- [Task directions]:
In your copy, reproduce the entries exactly as they are, minus the images.

>> start Given data

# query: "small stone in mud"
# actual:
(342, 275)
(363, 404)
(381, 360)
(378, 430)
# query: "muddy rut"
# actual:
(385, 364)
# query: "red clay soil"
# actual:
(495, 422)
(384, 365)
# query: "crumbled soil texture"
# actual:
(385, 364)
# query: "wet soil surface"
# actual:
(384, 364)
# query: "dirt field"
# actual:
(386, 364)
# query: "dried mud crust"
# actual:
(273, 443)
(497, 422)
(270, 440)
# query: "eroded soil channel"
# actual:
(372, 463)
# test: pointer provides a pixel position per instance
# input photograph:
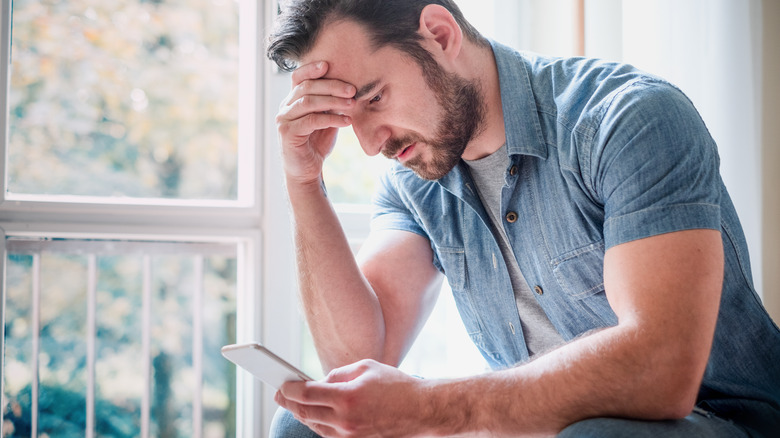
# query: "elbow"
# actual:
(676, 393)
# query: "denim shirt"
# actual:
(600, 154)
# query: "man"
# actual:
(575, 208)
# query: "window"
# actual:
(132, 216)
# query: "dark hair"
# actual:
(388, 22)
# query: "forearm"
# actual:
(342, 310)
(616, 372)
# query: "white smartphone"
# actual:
(263, 364)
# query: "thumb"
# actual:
(349, 372)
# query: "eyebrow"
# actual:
(365, 89)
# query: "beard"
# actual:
(463, 114)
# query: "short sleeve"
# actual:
(655, 165)
(389, 211)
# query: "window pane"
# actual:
(119, 384)
(18, 361)
(186, 292)
(136, 98)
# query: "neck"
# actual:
(480, 66)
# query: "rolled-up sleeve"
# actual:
(655, 166)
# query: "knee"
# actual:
(593, 428)
(284, 425)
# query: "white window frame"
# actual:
(257, 221)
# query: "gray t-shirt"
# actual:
(489, 177)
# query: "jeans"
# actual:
(697, 425)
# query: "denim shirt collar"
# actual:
(521, 121)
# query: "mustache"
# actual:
(395, 145)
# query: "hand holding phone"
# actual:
(263, 364)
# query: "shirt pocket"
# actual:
(453, 262)
(580, 275)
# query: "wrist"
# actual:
(450, 408)
(312, 186)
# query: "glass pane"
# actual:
(119, 379)
(181, 276)
(171, 353)
(18, 361)
(63, 348)
(135, 98)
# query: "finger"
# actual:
(315, 104)
(348, 373)
(323, 87)
(307, 413)
(308, 124)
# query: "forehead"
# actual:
(351, 57)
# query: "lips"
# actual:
(406, 153)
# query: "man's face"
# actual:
(424, 120)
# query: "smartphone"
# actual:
(263, 364)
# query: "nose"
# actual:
(371, 134)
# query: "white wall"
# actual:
(771, 156)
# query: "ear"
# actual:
(441, 34)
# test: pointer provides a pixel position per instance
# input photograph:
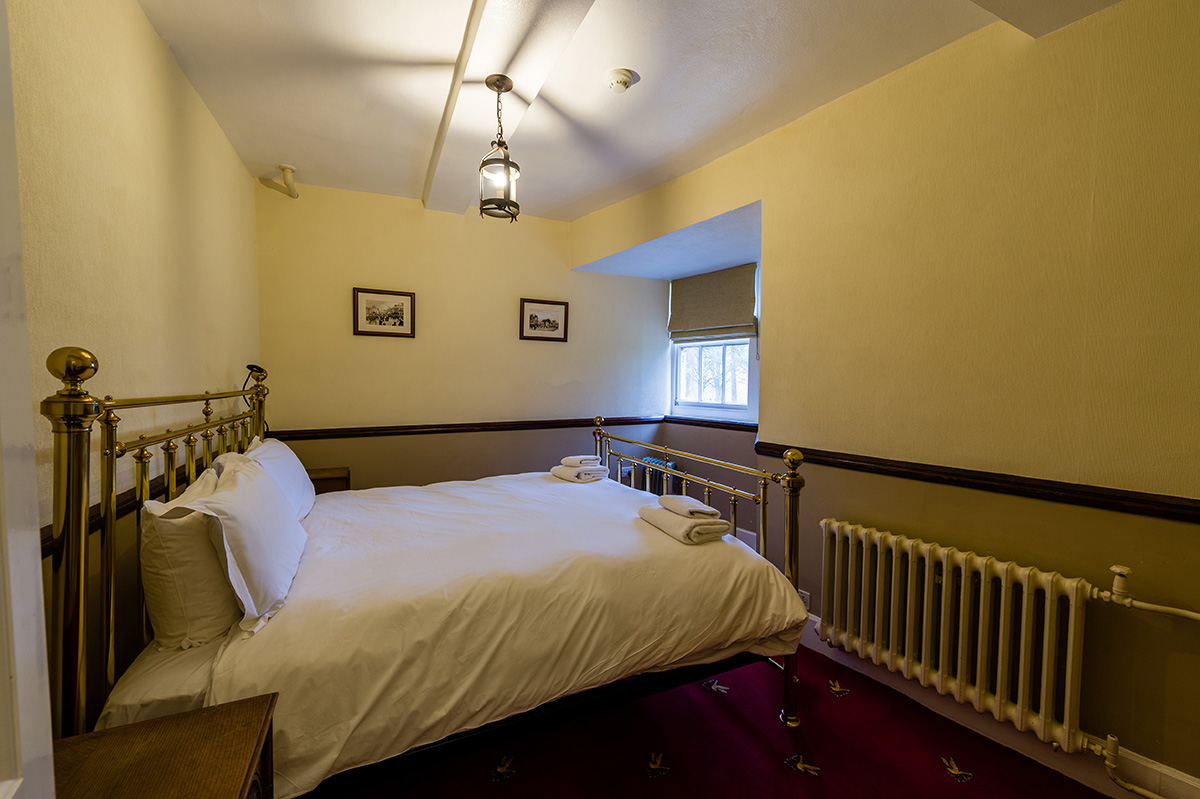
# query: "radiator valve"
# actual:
(1120, 586)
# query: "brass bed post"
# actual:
(108, 455)
(190, 457)
(142, 491)
(792, 484)
(259, 402)
(71, 413)
(169, 476)
(762, 515)
(208, 434)
(598, 433)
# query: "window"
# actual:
(717, 379)
(714, 347)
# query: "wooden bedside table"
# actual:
(333, 479)
(219, 752)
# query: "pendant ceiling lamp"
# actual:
(497, 172)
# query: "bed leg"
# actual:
(791, 713)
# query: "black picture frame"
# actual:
(544, 319)
(382, 312)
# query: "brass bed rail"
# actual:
(791, 481)
(72, 412)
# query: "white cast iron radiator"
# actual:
(1005, 638)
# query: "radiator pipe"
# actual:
(1110, 750)
(1120, 595)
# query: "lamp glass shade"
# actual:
(498, 184)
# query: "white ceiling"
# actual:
(387, 96)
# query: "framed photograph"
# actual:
(378, 312)
(543, 319)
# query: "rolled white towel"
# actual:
(581, 460)
(580, 474)
(688, 506)
(688, 530)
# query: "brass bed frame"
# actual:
(72, 412)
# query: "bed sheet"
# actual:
(419, 612)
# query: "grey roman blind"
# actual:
(717, 305)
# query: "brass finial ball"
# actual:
(72, 365)
(793, 458)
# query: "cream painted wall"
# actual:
(466, 362)
(137, 215)
(987, 259)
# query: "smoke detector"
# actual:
(619, 79)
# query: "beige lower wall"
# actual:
(1140, 668)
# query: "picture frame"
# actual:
(543, 319)
(381, 312)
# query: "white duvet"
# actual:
(419, 612)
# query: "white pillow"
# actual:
(255, 532)
(282, 463)
(221, 461)
(187, 594)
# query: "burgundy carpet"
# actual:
(723, 738)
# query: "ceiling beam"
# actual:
(460, 70)
(1041, 17)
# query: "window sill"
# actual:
(717, 424)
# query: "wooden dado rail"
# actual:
(1181, 509)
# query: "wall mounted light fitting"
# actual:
(498, 173)
(619, 79)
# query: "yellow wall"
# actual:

>> end Given data

- [Correct answer]:
# query: "small stone in mud"
# actual:
(342, 275)
(363, 404)
(381, 360)
(378, 430)
# query: "muddy rut"
# actual:
(385, 364)
# query: "red clay soil"
# actual:
(495, 422)
(384, 365)
# query: "crumbled soil texture"
# actual:
(385, 364)
# query: "wet soil surface"
# actual:
(384, 364)
# query: "dirt field"
# actual:
(386, 364)
# query: "dried mud crust"
# actual:
(273, 443)
(497, 422)
(270, 440)
# query: "eroded soil channel"
# actual:
(372, 463)
# test: pointer provides a pixel position per instance
# input photograph:
# query: "elbow"
# actual:
(676, 393)
# query: "denim shirt"
# actual:
(600, 154)
# query: "man"
# actual:
(575, 208)
# query: "window"
# actual:
(132, 216)
# query: "dark hair"
# actual:
(388, 22)
# query: "forearm"
# actual:
(342, 310)
(616, 372)
# query: "white smartphone"
# actual:
(263, 364)
# query: "thumb"
# actual:
(349, 372)
# query: "eyebrow"
# actual:
(365, 89)
# query: "beard"
# actual:
(463, 114)
# query: "short sleeve"
# actual:
(655, 165)
(389, 211)
# query: "window pane"
# actual:
(119, 384)
(18, 361)
(186, 292)
(136, 98)
# query: "neck"
# actual:
(480, 66)
# query: "rolled-up sleeve"
# actual:
(655, 166)
# query: "knee"
# actual:
(593, 428)
(284, 425)
# query: "white window frame"
# actual:
(257, 221)
# query: "gray t-shirt"
# actual:
(489, 177)
# query: "jeans"
# actual:
(697, 425)
# query: "denim shirt collar"
# actual:
(521, 121)
# query: "mustache"
# actual:
(395, 145)
# query: "hand holding phone"
# actual:
(263, 364)
# query: "shirt pocket"
# actual:
(453, 262)
(580, 275)
# query: "wrist"
# actual:
(450, 408)
(312, 186)
# query: "glass pane"
# actual:
(119, 379)
(181, 276)
(171, 353)
(18, 361)
(63, 348)
(135, 98)
# query: "finger"
# actual:
(315, 104)
(348, 373)
(323, 87)
(307, 413)
(308, 124)
# query: "forehead"
# actual:
(351, 57)
# query: "lips"
# actual:
(406, 153)
# query: "man's face"
# actual:
(424, 120)
# query: "smartphone"
# actual:
(263, 364)
# query: "nose"
# actual:
(371, 134)
# query: "white wall"
# actual:
(771, 156)
# query: "ear"
# actual:
(441, 34)
# test: pointer provides a pixel position per instance
# input photograph:
# query: "radiator valve"
# actual:
(1120, 586)
# query: "brass bed post"
# actual:
(108, 455)
(190, 457)
(142, 491)
(792, 484)
(259, 402)
(71, 413)
(169, 476)
(762, 515)
(208, 434)
(598, 433)
# query: "window"
# actual:
(717, 379)
(714, 347)
# query: "wooden bedside table"
# actual:
(333, 479)
(219, 752)
# query: "pendant ceiling lamp"
# actual:
(497, 172)
# query: "bed leg"
# actual:
(791, 713)
# query: "black picture frame"
# actual:
(544, 319)
(382, 312)
# query: "brass bed rail"
# actual:
(791, 481)
(72, 412)
# query: "white cast iron radiator"
# actual:
(1005, 638)
# query: "radiator pipe"
# actual:
(1110, 750)
(1120, 595)
# query: "lamp glass shade"
# actual:
(498, 184)
# query: "white ceiling"
# actual:
(387, 96)
# query: "framed photograph"
# actual:
(378, 312)
(543, 319)
# query: "rolled white towel"
# actual:
(581, 460)
(580, 474)
(688, 506)
(688, 530)
# query: "brass bed frame"
# actual:
(72, 412)
# query: "bed sheet"
# actual:
(419, 612)
# query: "grey roman blind"
# actual:
(717, 305)
# query: "brass finial ball"
# actual:
(72, 365)
(793, 458)
# query: "cream painted wall"
# actual:
(466, 362)
(137, 215)
(987, 259)
# query: "smoke detector"
# actual:
(619, 79)
# query: "beige lower wall"
# actual:
(1140, 668)
# query: "picture frame"
# actual:
(543, 319)
(381, 312)
# query: "white duvet"
# actual:
(419, 612)
# query: "white pillow"
# actual:
(255, 532)
(282, 463)
(221, 461)
(187, 594)
# query: "burgundy carpet"
# actual:
(723, 738)
# query: "ceiling beam"
# actual:
(460, 70)
(1041, 17)
# query: "window sill"
# actual:
(717, 424)
# query: "wooden dado rail"
# actual:
(1181, 509)
# query: "wall mounted light fitting"
# actual:
(498, 173)
(619, 79)
# query: "yellow wall"
# actual:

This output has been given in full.